**GIVEN DATA:**
╭──
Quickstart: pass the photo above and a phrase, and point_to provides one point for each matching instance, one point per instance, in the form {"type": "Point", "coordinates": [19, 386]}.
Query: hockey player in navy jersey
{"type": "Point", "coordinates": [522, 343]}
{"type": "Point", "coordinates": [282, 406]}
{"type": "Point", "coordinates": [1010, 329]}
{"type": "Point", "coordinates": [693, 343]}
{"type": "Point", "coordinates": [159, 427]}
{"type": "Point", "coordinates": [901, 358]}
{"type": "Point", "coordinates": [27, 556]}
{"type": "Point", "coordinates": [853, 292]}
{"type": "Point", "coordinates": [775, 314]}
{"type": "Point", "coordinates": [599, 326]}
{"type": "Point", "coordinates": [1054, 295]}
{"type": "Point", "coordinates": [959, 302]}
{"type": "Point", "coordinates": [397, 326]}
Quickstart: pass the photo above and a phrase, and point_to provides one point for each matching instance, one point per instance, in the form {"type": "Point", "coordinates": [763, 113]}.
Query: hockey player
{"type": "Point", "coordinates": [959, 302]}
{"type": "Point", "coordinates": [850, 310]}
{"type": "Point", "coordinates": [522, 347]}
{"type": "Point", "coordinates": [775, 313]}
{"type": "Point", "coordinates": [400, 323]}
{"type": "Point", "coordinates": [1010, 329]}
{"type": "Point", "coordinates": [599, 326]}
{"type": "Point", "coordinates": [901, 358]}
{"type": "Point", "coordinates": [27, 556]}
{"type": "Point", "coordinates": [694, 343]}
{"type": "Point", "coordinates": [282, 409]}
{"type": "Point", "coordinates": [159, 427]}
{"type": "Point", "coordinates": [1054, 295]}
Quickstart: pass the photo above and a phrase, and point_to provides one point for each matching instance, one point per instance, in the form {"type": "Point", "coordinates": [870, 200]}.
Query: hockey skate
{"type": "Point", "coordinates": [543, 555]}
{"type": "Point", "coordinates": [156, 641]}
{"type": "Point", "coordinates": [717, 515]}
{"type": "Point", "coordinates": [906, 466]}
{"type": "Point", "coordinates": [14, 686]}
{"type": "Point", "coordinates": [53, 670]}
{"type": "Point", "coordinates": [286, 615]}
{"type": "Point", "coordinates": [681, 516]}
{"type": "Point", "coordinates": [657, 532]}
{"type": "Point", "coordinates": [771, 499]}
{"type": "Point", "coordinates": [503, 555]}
╰──
**THE REQUEST:**
Each line of the material above needs to be quoted exactly, please.

**EXERCISE RESPONSE:**
Quickstart: pass the photo above and a phrase, and point_to provides one point for each matching instance, one point per instance, in the form {"type": "Point", "coordinates": [19, 386]}.
Query: hockey player in navy jersey
{"type": "Point", "coordinates": [522, 343]}
{"type": "Point", "coordinates": [282, 406]}
{"type": "Point", "coordinates": [1010, 329]}
{"type": "Point", "coordinates": [693, 343]}
{"type": "Point", "coordinates": [159, 427]}
{"type": "Point", "coordinates": [901, 358]}
{"type": "Point", "coordinates": [27, 556]}
{"type": "Point", "coordinates": [853, 292]}
{"type": "Point", "coordinates": [775, 314]}
{"type": "Point", "coordinates": [599, 326]}
{"type": "Point", "coordinates": [1054, 295]}
{"type": "Point", "coordinates": [959, 302]}
{"type": "Point", "coordinates": [397, 326]}
Quickstart: pass the photo above and a phrase, and point_to provides one point for each matching instance, one point per instance, in the form {"type": "Point", "coordinates": [763, 113]}.
Query: hockey player
{"type": "Point", "coordinates": [959, 302]}
{"type": "Point", "coordinates": [850, 310]}
{"type": "Point", "coordinates": [522, 347]}
{"type": "Point", "coordinates": [775, 313]}
{"type": "Point", "coordinates": [400, 323]}
{"type": "Point", "coordinates": [1010, 329]}
{"type": "Point", "coordinates": [599, 326]}
{"type": "Point", "coordinates": [901, 358]}
{"type": "Point", "coordinates": [27, 556]}
{"type": "Point", "coordinates": [694, 343]}
{"type": "Point", "coordinates": [282, 409]}
{"type": "Point", "coordinates": [159, 427]}
{"type": "Point", "coordinates": [1054, 295]}
Quickstart: pass the photo above and a phrase, and point_to provides one point for each matching instance, one point per instance, in the form {"type": "Point", "coordinates": [870, 200]}.
Query: hockey skate
{"type": "Point", "coordinates": [543, 555]}
{"type": "Point", "coordinates": [156, 641]}
{"type": "Point", "coordinates": [717, 515]}
{"type": "Point", "coordinates": [906, 466]}
{"type": "Point", "coordinates": [14, 686]}
{"type": "Point", "coordinates": [53, 670]}
{"type": "Point", "coordinates": [286, 615]}
{"type": "Point", "coordinates": [681, 516]}
{"type": "Point", "coordinates": [657, 532]}
{"type": "Point", "coordinates": [771, 499]}
{"type": "Point", "coordinates": [503, 555]}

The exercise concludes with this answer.